## Exercise prompt
From the data below, pick out every line containing the string "puffer" and copy each one in full. Matching is case-sensitive.

## Data rows
## BEGIN

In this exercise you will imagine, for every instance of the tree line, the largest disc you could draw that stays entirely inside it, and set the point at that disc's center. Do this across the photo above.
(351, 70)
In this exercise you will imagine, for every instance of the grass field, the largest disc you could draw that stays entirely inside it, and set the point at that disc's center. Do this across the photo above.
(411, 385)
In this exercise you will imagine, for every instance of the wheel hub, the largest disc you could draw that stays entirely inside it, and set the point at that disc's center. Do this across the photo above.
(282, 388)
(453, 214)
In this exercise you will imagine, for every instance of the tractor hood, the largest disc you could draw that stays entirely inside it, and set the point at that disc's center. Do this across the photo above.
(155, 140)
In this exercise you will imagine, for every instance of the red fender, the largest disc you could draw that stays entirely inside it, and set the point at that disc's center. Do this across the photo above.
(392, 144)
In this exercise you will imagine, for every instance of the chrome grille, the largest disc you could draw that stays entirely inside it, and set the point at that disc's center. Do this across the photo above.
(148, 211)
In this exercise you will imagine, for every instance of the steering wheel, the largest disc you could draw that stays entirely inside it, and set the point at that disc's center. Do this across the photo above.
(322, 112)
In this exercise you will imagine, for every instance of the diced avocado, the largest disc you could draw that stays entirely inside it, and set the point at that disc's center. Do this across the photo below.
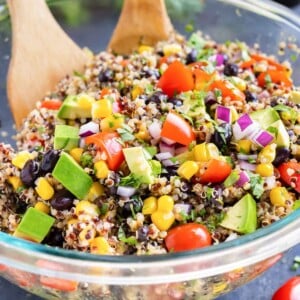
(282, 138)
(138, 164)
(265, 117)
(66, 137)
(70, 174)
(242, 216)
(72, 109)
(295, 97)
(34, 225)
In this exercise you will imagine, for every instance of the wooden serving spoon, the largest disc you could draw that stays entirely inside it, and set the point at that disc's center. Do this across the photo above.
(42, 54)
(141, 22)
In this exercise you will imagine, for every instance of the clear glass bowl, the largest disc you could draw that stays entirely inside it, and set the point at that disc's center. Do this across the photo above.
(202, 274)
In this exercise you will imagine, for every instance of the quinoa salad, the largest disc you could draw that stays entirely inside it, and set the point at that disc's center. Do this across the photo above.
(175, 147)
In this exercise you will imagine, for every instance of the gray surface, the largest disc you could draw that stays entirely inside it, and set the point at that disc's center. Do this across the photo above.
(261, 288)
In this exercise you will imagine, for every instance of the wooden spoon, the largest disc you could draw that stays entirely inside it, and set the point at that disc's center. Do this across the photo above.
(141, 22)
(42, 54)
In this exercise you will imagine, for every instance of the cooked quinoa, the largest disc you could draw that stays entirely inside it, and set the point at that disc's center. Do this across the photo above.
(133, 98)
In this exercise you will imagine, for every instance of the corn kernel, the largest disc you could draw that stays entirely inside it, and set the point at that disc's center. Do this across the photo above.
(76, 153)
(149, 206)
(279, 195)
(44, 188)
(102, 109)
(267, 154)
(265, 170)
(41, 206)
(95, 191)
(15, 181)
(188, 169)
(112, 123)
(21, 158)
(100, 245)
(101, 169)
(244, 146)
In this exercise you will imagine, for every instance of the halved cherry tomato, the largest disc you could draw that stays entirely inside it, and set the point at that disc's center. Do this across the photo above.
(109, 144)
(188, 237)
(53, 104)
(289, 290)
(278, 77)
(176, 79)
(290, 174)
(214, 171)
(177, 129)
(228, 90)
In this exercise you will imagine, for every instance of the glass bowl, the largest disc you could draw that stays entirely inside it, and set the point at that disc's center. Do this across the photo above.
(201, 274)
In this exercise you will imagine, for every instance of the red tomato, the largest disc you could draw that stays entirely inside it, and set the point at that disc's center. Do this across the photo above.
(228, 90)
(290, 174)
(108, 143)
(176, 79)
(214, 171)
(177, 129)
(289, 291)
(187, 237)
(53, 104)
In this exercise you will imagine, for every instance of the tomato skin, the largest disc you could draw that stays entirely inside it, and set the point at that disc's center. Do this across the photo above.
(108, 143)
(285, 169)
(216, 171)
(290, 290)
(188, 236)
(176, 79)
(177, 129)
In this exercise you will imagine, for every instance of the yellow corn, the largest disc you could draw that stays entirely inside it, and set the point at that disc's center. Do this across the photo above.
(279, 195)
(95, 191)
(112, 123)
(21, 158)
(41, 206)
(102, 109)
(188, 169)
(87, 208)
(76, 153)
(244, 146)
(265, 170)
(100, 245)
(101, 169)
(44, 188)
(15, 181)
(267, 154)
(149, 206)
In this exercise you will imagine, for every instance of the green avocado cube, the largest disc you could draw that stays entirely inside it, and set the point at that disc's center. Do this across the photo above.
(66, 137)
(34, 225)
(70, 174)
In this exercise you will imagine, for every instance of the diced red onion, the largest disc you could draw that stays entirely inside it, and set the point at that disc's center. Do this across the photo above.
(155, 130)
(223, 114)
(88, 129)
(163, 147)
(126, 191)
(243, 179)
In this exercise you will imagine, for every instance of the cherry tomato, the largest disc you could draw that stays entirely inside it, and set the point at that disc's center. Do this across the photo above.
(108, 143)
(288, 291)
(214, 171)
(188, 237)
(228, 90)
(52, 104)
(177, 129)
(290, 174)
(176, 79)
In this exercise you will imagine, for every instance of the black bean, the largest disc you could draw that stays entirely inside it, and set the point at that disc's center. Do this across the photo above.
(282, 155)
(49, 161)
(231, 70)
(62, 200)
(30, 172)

## END
## BEGIN

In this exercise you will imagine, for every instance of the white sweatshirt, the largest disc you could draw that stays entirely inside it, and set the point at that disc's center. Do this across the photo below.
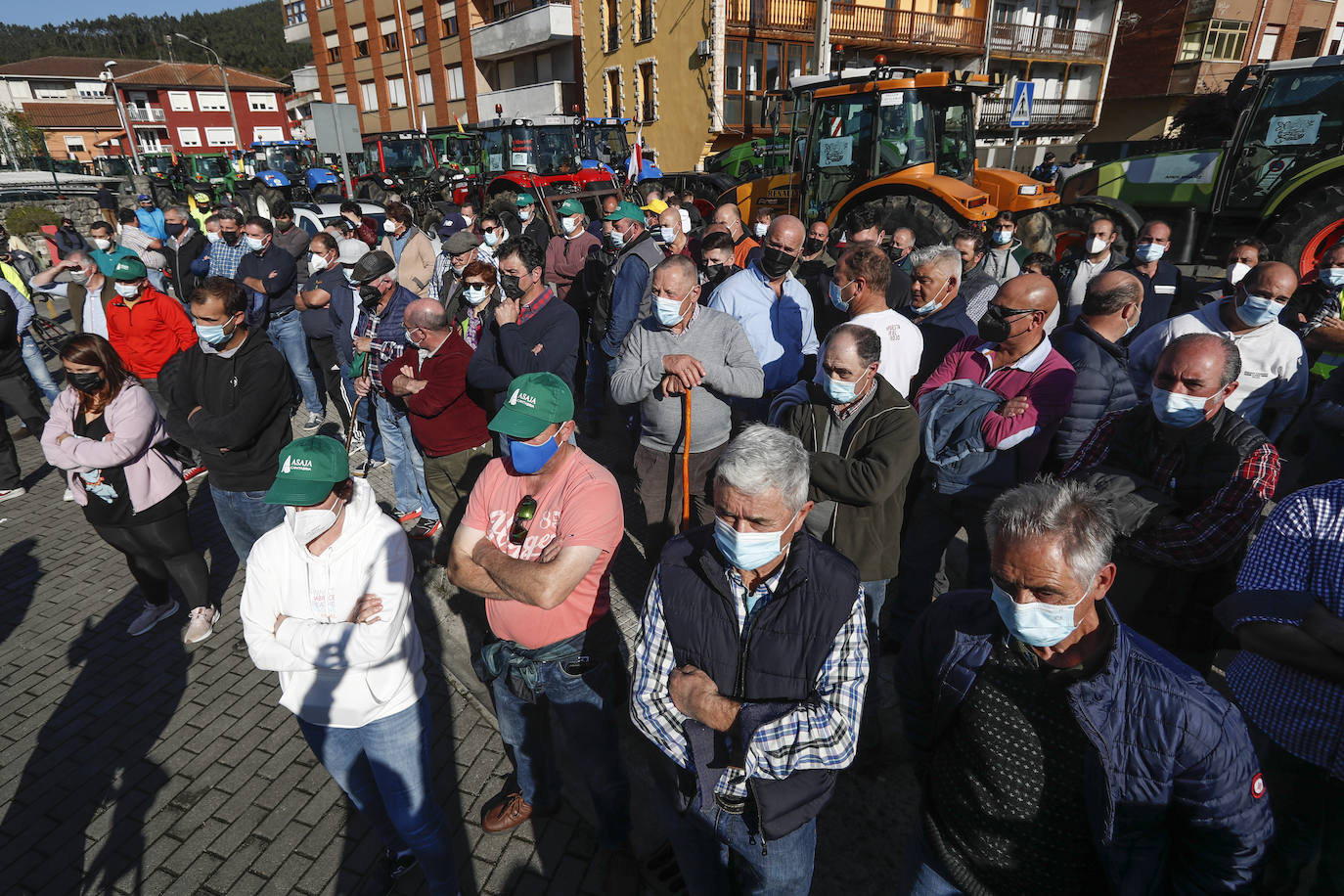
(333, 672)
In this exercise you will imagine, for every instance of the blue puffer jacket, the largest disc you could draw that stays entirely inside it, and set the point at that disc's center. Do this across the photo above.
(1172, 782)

## END

## Exercise solution
In this exercise you will imagine, for every instance of the blue puffer jacket, the largest disc you could draw that stays entirely inside it, and set the point at that disc's center. Do this across the photo above.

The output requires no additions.